* [Aim 1] According to the EAD search thread, why does Clay Redding insert the XML blob into Postgres after indexing it with swish-e? Respond in one to three sentences.
* [Aim 2] Resume the EAD search thread from the point at which it stops.

* [Passage provided]
LISTSERV 16.5 - CODE4LIB Archives

On Mon, 20 Dec 2004 12:42:42 -0500, Eric Lease Morgan <[log in to unmask]> wrote:
> On Dec 17, 2004, at 12:50 PM, Clay Redding wrote:
>
> > What you describe is very close to what I've done with my Postgres
> > solution to search some EAD docs using a Perl/CGI.  The XML starts on
> > the filesystem.  I then index it with swish-e and insert the XML blob
> > into Postgres since swish-e isn't entirely XML aware.  In case I need
> > extra ability to deliver XML text fragments to enrichen the output of
> > my
> > HTML in the CGI,  I use the Postgres/Throwingbeans XPath functionality
> > with a simple select SQL.  The database really does very little in my
> > app (it's only one table, actually) -- it's swish-e that drives it, and
> > it's really fast.
>
> This is interesting, very.

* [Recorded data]
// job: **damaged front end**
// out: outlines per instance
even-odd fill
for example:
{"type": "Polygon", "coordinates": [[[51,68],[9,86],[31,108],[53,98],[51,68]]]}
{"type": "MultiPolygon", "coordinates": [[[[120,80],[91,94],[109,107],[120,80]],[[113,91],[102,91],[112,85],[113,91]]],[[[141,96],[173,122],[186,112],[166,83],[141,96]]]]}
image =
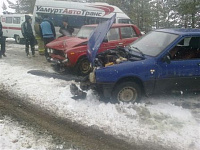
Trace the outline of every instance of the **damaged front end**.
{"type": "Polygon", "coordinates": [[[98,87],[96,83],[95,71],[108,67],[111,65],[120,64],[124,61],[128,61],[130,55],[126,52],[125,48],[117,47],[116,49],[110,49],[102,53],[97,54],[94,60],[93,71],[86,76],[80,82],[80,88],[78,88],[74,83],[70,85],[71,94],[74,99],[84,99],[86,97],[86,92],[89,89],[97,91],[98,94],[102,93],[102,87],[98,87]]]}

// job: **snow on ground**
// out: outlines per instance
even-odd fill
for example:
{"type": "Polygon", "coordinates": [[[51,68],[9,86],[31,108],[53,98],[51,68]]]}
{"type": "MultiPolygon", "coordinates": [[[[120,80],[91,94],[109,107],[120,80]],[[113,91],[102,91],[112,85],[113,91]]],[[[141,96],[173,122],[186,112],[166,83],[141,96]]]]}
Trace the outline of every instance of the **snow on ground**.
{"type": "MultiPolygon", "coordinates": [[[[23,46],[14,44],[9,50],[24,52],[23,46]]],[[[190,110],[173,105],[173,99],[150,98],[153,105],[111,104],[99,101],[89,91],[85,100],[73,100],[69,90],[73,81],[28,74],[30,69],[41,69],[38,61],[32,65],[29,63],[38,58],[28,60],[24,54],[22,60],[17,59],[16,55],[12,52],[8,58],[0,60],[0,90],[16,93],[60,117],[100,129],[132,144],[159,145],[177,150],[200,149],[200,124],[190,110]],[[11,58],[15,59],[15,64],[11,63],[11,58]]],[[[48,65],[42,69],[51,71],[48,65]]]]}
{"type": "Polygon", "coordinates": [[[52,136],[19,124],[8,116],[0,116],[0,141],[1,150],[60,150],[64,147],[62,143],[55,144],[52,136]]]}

* [Expected output 1] He inserts the XML into Postgres because swish-e is not entirely XML aware. With the XML stored there, he can use the Postgres/Throwingbeans XPath functionality through a simple select SQL when he needs to deliver XML text fragments that enrich the HTML output of his CGI.

* [Expected output 2]
>
> Yes, I intend to index entire works with swish-e. Searches against
> swish-e indexes return pointers to entire documents or keys to
> databases. Consequently, unless I index bunches o' paragraphs as
> individual documents, it will be difficult to use swish-e as my indexer
> as well as return paragraphs/lines from my texts. The idea of using
> XPATH queries to extract particular paragraphs from texts is
> intriguing. 'Food for thought. Thank you.

One could think of the XPath expressions pointing to retrievable
chunks of XML as analogous to database keys.  That's how I was viewing
them in my hypothetical (Lucene && (eXist || ThrowingBeans)) solution.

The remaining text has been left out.